DATA UNDER STUDY:

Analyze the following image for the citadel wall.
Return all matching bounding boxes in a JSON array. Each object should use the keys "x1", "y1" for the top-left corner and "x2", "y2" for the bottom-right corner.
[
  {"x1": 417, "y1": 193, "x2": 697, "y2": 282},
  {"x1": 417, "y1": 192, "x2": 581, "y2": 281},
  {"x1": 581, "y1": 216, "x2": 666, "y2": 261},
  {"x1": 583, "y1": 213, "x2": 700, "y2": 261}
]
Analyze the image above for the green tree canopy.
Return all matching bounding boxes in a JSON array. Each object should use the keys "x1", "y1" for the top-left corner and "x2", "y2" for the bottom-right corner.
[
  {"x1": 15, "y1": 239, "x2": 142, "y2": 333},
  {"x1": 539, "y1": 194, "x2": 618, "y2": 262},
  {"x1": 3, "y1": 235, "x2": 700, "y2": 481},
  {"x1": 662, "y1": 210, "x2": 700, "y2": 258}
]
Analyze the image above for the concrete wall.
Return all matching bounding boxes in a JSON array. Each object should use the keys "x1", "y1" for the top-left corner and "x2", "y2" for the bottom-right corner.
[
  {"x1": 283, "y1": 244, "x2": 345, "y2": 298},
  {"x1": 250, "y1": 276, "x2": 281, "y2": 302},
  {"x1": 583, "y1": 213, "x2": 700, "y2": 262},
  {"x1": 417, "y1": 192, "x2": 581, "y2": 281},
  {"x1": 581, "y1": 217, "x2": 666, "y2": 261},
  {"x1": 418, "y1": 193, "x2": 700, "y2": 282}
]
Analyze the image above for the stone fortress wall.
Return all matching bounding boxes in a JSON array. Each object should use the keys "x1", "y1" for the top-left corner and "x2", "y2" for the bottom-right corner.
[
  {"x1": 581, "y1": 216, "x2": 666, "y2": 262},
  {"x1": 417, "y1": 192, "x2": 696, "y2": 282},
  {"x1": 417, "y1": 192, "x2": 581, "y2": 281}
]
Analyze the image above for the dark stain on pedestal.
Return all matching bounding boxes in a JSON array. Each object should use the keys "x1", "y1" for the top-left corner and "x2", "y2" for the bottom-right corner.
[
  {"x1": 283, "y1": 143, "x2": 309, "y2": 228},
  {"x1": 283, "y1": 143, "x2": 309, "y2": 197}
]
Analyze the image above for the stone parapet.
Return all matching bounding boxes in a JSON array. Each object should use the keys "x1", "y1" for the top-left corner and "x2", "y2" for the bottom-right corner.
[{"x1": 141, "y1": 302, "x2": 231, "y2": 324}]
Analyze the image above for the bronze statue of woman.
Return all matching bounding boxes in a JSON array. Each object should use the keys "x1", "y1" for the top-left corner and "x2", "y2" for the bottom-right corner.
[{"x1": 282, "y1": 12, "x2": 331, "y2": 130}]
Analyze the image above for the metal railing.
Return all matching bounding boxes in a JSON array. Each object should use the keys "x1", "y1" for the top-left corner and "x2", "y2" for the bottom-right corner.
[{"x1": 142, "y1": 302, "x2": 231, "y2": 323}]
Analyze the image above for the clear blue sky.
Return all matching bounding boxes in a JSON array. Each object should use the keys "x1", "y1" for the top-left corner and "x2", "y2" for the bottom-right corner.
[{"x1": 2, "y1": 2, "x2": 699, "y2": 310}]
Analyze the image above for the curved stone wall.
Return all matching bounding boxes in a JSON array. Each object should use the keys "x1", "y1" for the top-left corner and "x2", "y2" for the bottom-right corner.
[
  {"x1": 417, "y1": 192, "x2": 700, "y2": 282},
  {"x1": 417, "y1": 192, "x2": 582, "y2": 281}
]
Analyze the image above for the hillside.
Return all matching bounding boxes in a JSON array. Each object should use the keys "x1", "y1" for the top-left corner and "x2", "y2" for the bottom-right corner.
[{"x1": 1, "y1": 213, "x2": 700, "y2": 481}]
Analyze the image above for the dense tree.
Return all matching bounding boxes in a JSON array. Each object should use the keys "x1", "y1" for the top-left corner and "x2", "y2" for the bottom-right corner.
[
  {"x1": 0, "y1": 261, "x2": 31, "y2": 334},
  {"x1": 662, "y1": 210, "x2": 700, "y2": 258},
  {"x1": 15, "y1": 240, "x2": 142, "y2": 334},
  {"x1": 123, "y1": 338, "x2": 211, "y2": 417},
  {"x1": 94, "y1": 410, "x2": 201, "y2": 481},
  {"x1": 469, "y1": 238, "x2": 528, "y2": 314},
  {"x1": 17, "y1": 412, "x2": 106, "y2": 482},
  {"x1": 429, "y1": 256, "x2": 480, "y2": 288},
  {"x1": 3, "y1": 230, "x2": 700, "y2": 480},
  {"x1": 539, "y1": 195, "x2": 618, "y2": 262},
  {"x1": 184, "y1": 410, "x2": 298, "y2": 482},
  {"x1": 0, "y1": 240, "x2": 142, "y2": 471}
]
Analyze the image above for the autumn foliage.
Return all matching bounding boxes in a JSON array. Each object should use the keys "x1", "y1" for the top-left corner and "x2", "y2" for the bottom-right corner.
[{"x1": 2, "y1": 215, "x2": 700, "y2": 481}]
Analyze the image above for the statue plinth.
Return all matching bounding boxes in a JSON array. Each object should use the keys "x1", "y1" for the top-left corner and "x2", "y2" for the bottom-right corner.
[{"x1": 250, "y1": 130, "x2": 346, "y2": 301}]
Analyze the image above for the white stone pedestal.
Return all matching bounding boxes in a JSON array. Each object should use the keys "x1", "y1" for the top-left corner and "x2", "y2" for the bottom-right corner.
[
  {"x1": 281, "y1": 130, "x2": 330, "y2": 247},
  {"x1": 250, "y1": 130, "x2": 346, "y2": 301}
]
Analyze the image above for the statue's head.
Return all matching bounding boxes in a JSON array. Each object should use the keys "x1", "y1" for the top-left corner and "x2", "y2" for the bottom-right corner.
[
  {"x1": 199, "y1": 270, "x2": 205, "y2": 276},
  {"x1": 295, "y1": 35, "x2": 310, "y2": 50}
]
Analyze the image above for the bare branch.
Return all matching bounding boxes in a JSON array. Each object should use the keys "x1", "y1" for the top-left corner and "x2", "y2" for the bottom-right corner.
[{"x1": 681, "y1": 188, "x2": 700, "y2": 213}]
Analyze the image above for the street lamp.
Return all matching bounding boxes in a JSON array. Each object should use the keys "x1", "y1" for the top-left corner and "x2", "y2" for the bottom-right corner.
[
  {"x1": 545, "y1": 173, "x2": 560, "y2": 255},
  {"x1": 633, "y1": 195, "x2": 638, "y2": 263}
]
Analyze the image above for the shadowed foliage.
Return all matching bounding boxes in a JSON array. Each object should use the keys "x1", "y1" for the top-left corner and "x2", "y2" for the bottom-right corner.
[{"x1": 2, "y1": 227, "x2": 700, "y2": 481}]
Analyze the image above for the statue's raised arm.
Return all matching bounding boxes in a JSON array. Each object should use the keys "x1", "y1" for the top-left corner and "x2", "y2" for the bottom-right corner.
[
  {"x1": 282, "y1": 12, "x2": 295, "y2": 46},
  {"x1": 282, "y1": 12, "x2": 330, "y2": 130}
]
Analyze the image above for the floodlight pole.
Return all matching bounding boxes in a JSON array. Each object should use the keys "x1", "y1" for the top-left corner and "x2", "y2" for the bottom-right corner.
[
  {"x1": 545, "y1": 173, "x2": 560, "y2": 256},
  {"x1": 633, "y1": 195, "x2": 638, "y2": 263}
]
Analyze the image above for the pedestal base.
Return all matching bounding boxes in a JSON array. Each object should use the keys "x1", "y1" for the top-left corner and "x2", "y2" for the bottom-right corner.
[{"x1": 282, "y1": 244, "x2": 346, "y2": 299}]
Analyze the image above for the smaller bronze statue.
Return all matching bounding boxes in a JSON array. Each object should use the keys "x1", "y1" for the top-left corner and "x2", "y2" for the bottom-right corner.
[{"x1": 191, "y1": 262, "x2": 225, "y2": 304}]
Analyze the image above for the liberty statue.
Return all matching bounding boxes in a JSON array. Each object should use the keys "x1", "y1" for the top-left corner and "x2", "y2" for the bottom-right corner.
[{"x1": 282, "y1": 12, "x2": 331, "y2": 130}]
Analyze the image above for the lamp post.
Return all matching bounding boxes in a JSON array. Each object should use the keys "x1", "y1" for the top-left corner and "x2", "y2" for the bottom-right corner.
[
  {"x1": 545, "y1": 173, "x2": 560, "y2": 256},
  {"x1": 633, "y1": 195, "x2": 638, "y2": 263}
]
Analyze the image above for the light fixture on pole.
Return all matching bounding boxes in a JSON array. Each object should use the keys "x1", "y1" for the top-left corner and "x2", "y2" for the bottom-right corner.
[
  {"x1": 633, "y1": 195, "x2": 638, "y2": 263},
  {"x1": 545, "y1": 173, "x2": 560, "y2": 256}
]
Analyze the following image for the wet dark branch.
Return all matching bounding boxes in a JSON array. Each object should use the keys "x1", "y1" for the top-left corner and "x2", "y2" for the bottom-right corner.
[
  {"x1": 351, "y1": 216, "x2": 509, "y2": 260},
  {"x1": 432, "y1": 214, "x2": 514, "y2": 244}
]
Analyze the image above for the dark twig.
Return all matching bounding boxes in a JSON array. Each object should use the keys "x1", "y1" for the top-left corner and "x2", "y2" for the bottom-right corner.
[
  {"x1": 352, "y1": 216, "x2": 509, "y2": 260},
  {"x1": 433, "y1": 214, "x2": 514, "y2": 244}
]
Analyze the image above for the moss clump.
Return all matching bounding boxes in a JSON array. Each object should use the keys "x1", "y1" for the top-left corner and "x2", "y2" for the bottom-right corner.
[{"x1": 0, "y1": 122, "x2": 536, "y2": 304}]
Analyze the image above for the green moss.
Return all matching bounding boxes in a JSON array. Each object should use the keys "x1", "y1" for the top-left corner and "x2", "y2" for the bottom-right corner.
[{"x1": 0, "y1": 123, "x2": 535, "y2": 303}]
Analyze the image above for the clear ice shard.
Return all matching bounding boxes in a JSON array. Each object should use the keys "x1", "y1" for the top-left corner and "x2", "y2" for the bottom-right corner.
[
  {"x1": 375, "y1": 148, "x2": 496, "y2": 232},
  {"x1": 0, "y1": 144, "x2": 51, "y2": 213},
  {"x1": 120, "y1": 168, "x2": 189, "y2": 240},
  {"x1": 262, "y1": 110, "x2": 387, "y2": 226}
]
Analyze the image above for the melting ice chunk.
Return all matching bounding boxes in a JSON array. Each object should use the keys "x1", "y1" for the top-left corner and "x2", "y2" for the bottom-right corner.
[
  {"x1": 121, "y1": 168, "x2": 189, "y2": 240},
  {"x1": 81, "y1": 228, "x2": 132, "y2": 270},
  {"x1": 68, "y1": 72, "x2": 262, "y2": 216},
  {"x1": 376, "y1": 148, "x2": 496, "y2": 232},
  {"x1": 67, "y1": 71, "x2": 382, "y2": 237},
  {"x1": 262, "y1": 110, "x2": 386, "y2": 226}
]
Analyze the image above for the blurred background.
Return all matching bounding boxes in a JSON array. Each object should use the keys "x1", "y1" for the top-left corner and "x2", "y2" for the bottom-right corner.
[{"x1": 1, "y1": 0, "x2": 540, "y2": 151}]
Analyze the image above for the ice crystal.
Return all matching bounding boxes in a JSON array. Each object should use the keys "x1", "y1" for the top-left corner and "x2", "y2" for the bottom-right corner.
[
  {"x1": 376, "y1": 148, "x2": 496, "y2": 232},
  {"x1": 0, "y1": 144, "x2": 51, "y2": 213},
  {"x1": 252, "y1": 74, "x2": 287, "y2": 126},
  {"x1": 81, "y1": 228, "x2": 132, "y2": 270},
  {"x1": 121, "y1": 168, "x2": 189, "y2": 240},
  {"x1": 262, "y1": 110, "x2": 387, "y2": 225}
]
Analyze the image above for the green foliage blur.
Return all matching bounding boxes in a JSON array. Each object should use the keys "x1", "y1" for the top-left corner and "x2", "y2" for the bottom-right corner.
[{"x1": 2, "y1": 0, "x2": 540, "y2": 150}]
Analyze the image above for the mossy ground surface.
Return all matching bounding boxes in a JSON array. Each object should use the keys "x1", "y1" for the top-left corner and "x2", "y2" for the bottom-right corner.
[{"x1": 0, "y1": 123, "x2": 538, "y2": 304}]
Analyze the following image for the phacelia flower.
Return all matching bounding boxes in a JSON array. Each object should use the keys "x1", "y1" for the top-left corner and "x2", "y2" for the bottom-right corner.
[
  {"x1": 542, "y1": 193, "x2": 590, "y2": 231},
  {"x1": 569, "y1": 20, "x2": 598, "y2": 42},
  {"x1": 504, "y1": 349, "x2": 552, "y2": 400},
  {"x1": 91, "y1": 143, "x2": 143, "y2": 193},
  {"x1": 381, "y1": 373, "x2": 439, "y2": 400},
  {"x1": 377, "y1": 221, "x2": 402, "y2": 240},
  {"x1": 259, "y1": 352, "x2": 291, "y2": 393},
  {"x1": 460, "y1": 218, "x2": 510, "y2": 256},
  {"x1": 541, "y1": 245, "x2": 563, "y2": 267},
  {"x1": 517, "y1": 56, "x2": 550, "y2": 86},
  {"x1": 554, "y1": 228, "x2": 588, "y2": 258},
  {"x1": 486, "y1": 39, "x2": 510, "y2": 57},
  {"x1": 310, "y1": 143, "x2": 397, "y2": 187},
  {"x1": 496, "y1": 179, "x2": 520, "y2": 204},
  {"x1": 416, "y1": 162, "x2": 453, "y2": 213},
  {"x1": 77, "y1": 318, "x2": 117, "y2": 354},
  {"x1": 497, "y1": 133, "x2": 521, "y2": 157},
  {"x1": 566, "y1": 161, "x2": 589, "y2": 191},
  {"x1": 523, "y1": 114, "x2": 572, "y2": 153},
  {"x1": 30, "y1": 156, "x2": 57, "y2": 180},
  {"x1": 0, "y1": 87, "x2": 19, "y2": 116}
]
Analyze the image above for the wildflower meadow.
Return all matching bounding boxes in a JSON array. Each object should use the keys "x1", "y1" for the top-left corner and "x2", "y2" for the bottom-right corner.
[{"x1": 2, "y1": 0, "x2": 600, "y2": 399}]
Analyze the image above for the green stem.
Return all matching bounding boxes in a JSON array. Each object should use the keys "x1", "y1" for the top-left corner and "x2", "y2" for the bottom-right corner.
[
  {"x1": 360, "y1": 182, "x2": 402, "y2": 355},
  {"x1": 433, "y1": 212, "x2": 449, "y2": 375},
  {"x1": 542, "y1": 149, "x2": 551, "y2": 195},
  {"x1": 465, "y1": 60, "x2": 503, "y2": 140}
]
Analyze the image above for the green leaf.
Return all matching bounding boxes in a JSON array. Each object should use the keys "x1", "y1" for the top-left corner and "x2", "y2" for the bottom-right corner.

TASK STATEMENT: Scan the entries above for the string "green", and copy every line where it turns up.

RESPONSE:
Analyze the image above for the green tree canopy.
Analyze the image above for the green moss.
Analyze the image above for the green foliage blur.
Analyze the image above for the green stem.
Analyze the image above for the green leaf.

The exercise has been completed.